= Document excerpt =
Why To Do Lists Are Failing Us

![image](https://res.cloudinary.com/dzawgnnlr/image/upload/q_auto/f_auto/w_auto/image_167_901497663" width="500px">

If you’re like me, you switch task managers every six months at the point that you have added a bunch of items in your list that you’ll never get around to and can’t bear to be reminded of them again. At which point, you conclude that the app has failed you. It must have because you haven’t completed any of these tasks!

Task management tools fail users because they operate without context. How many times have you been to the grocery store and forgotten the dill pickles you were asked to buy? Or met someone and tens minutes later realized you forgot to ask an important question?

There will be a fundamental change in task management that will actually help me cross items off the list. Task managers will move from an ask-and-ask model to an ask-and-tell model. Today I have to ask the app to create a task and later ask the app to see which tasks to accomplish. It’s a waste of time.

= Dataset entries =
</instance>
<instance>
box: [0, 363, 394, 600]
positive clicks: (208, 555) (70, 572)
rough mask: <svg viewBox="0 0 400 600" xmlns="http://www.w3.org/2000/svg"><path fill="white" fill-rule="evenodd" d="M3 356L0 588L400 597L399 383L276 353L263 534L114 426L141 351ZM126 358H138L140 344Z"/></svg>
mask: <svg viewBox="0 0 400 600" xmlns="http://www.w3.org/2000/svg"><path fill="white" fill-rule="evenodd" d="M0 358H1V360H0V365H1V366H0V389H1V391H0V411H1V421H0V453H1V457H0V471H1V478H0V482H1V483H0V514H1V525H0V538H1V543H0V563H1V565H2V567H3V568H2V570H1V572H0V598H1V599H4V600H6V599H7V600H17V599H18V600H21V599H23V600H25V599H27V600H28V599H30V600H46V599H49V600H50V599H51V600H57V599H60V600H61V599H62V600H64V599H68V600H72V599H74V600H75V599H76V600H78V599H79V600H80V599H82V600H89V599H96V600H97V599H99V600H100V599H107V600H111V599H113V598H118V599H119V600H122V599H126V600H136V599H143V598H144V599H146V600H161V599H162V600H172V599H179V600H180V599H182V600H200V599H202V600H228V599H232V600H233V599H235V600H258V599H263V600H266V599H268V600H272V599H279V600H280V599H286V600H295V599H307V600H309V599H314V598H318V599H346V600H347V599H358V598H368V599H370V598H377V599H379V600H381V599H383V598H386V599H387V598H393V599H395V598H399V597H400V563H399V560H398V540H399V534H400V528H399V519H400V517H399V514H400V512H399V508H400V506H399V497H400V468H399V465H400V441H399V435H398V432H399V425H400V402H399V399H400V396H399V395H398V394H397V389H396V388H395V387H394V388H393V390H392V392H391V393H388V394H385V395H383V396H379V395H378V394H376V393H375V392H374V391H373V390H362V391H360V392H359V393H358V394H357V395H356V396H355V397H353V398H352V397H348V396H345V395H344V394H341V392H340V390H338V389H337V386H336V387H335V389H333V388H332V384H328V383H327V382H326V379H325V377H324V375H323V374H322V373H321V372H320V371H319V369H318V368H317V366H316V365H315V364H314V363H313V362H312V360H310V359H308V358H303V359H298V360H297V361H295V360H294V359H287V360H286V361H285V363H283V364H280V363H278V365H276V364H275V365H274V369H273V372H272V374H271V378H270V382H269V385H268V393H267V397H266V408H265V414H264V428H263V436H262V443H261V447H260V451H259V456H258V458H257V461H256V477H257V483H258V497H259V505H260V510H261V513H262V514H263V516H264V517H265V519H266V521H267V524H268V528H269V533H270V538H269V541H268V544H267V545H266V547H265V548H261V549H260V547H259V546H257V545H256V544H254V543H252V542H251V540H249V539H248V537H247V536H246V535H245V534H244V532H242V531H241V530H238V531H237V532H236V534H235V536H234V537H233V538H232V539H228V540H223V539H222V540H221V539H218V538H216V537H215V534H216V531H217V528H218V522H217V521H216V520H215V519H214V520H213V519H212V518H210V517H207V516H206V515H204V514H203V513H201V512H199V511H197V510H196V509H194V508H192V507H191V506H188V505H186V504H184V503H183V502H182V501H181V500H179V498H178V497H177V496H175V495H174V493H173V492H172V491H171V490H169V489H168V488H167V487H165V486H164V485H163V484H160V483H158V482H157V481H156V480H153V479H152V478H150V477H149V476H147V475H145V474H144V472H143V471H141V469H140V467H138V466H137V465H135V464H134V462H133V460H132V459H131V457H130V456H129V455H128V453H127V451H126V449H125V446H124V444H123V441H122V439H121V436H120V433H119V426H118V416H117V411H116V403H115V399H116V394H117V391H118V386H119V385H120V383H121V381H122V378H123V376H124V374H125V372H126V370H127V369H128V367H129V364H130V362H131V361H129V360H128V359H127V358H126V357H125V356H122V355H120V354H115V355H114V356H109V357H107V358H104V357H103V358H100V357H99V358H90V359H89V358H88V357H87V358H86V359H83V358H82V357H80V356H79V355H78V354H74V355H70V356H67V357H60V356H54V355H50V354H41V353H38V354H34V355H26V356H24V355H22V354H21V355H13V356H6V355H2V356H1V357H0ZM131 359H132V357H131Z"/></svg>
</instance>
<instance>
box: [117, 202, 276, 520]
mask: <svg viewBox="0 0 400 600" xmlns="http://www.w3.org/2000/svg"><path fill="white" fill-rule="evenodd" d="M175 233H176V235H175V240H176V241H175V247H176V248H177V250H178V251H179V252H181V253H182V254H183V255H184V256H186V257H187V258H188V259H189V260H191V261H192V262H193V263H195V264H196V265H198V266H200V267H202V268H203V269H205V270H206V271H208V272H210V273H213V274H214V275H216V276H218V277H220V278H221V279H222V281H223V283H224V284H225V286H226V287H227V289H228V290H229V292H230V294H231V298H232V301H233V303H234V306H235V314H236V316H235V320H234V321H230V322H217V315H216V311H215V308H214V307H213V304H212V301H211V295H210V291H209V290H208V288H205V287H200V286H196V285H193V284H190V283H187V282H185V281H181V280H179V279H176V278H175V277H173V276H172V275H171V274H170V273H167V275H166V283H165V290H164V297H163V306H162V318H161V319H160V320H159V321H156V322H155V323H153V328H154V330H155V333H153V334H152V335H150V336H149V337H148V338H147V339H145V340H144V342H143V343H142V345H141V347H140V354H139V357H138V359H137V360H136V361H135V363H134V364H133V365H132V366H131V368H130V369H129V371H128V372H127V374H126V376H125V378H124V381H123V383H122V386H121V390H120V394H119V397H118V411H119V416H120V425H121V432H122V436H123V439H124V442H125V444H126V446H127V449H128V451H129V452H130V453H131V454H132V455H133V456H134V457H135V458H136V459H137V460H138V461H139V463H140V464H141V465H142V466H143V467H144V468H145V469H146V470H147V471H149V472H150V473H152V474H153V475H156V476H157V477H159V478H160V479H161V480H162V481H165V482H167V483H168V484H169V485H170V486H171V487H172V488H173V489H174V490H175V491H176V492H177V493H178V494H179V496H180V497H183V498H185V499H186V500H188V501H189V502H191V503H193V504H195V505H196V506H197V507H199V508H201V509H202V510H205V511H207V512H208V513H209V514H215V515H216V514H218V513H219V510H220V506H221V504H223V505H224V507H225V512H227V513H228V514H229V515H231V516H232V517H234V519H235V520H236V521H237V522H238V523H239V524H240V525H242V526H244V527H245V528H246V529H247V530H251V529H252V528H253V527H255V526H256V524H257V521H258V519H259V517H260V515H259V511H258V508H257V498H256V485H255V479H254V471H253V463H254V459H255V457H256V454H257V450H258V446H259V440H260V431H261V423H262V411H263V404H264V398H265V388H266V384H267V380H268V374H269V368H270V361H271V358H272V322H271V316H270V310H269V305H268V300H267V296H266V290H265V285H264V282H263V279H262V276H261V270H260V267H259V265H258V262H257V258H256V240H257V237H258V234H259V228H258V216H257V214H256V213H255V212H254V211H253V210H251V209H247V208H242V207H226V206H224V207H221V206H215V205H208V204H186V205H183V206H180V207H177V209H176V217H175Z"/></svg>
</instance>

= Actions to take =
1. Do these statements agree with the essay on to-do lists? Answer yes or no for each, quoting the words of the essay that decide it.
(a) The writer says people like them change task managers about every six months.
(b) The essay blames task management tools' failure on their complexity.
(c) The essay predicts a move from an ask-and-tell model to an ask-and-ask model.
2. In the essay on to-do lists, what item is forgotten at the grocery store?
3. Resume the essay on to-do lists, picking up after its final sentence.

= Answer list =
1.
(a) Yes: "If you’re like me, you switch task managers every six months"
(b) No: "Task management tools fail users because they operate without context."
(c) No: "Task managers will move from an ask-and-ask model to an ask-and-tell model."

2. Dill pickles.

3.
The next wave of task managers will ask for two more fields, who and where, in addition to what. This data might also be extracted from a calendar. With this data, the task manager can tell me what to do at the right time. It will surface the grocery list as I cross the geo-fence into the local Safeway and tell me I need to buy a gift for my sister’s birthday when I visit Amazon and notify me of the key question I need to ask that founder when our meeting starts.

The task manager failure is one example of “We should be living in the future already” but we aren’t technologies. I think this evolution is around the corner and it will change the way we work and live.